● **Estratto del documento**:

·····

Di questo tema abbiamo già scritto in occasione della tappa di Bilbao, privata ugualmente del finale. Avevamo trovato fuori luogo l’osservazione di Vingegaard, dispiaciuto per non aver potuto vincere l’orsacchiotto per suo figlio che compiva un anno, percependo il gruppo della Vuelta come un’entità avulsa dal contesto sociale e politico in cui viviamo. Da allora, sia il danese ledaer della corsa sia altri rappresentanti del gruppo hanno trovato però il modo per rimarcare l’orrore di quanto sta accadendo a Gaza, riconoscendo le ragioni di chi protesta, ma stigmatizzando le azioni violente. Posizione anche questa ineccepibile.

Un podio posticcio a tarda sera: così Vingegaard riceve il trofeo della Vuelta, davanti ad Almeida e Pidcock (immagine @lavuelta)
Un podio posticcio a tarda sera: così Vingegaard riceve il trofeo della Vuelta, davanti ad Almeida e Pidcock (immagine @lavuelta)

Uno sport di strada

Il ciclismo sta in mezzo alla gente ed è impossibile chiuderne l’accesso. E’ il bello del nostro sport e insieme la sua condanna, quando certi limiti non sono soltanto dati dalle transenne, ma anche dalle varie volontà politiche.

Se una manifestazione decide di bloccare una corsa, non ci sono reparti di celerini che tengano. La corsa magari passa, ma in un contesto inaudito di violenza. Vale la pena caricare centinaia di manifestanti, se l’alternativa è fermare un evento sportivo WorldTour che vede al via alcuni tra i più forti professionisti al mondo? Certo che no, il ciclismo si farà da parte per quel senso di responsabilità che l’ha sempre accompagnato. Non ci sono biglietti da rimborsare e tutto sommato i corridori sono abituati a chinare il capo.

·····

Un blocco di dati
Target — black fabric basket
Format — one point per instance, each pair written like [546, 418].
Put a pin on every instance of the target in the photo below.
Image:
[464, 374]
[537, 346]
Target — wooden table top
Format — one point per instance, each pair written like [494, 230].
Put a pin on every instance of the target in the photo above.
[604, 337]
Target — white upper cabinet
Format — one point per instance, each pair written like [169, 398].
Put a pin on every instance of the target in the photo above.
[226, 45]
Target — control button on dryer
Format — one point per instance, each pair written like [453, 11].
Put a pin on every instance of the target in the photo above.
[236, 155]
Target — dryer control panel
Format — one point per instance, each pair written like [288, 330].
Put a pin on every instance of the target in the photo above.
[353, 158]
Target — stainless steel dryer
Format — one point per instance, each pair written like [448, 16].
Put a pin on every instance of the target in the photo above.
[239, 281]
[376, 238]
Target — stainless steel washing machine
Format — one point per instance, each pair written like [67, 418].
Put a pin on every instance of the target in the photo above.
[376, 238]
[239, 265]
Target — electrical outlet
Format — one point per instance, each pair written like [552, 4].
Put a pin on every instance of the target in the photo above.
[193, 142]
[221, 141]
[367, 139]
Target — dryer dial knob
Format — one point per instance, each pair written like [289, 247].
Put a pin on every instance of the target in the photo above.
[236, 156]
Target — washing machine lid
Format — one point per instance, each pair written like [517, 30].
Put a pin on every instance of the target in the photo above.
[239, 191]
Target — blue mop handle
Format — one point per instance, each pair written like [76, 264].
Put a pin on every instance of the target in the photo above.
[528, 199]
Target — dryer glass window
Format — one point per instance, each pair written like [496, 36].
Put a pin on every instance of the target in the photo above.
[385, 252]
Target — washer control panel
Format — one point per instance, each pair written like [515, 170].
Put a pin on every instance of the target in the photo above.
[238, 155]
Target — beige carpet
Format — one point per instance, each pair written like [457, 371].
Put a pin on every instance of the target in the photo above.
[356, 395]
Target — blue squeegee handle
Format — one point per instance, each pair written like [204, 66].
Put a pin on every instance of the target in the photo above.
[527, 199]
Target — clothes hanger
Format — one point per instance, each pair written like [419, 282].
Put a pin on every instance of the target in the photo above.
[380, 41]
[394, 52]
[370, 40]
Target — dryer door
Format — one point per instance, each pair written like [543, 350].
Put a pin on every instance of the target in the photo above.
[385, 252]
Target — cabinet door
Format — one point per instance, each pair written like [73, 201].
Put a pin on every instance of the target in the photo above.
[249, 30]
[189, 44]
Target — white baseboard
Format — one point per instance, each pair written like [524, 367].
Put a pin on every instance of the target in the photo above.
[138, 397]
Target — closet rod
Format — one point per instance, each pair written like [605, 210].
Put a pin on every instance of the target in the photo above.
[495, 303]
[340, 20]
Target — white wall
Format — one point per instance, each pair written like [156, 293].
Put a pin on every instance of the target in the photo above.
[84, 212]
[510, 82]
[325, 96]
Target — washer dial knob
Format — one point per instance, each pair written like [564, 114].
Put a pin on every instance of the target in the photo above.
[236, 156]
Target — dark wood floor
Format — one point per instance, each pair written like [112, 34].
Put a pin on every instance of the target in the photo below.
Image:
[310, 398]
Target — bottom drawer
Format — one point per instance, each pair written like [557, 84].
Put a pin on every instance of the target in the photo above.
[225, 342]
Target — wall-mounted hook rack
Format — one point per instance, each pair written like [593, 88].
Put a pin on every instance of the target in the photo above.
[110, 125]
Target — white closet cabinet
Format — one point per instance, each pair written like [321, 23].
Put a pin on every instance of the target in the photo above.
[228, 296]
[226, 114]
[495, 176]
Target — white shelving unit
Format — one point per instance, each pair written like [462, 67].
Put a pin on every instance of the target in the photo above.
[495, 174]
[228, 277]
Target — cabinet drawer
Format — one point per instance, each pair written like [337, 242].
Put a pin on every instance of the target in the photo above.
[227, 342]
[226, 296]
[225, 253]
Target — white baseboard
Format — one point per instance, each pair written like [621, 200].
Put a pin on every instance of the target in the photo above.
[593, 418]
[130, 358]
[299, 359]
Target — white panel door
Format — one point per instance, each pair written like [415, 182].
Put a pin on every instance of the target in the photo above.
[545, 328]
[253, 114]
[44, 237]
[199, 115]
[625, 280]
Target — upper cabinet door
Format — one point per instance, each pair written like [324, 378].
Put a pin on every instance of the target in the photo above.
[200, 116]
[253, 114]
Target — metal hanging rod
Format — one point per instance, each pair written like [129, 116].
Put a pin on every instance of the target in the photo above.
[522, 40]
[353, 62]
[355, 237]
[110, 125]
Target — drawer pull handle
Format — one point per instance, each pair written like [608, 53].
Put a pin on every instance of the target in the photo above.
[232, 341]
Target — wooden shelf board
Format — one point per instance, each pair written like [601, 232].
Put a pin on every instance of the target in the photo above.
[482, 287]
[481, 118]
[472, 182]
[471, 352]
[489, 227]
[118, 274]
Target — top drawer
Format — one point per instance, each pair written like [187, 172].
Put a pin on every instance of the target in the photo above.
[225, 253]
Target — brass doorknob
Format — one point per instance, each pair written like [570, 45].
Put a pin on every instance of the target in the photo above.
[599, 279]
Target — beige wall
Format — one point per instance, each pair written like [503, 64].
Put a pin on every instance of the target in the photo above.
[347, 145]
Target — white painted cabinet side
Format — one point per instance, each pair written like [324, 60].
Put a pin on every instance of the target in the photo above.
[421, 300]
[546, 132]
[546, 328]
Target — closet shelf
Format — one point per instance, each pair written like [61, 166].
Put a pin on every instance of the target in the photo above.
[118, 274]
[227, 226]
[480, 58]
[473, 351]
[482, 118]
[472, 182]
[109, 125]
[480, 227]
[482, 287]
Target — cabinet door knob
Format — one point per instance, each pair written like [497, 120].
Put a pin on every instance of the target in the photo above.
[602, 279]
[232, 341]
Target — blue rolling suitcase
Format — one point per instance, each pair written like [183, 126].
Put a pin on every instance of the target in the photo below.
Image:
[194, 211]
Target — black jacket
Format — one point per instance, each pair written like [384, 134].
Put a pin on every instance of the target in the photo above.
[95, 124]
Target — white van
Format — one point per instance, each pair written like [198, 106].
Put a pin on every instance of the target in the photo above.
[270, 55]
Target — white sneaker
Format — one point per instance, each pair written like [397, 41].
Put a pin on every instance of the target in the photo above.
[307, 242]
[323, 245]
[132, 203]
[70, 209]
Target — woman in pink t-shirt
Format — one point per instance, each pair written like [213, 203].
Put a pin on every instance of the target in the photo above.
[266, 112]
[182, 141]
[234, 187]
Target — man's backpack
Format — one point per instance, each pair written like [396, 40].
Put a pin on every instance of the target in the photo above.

·····

Riprendi l'articolo sulla Vuelta e sulle proteste per Gaza e continualo dopo la sua ultima frase.

La Gran Via di Madrid è stata invasa dai manifestanti in un baleno: la Vuelta non poteva che essere fermata
La Gran Via di Madrid è stata invasa dai manifestanti in un baleno: la Vuelta non poteva che essere fermata

Il ciclismo che subisce

Come quando lo sport decise di dichiarare guerra al doping e si lanciò in campagne sul non rischiare la salute e altri slogan vanificati dall’esperienza. Aderì soltanto il ciclismo, nel nome dello stesso senso di responsabilità. Il ciclismo sapeva – dicono i ben informati – di avere situazioni da sanare. Lo sapevano anche gli altri – si potrebbe rispondere – ma ritennero che non fosse un problema. I calciatori beffeggiarono la necessità di sottoporsi ai controlli. Rino Gattuso, l’attuale cittì della nazionale di calcio, rifiutò di sottoporsi a un prelievo ematico: poté farlo perché per loro si trattava di controlli su base facoltativa, che per i ciclisti erano invece obbligatori.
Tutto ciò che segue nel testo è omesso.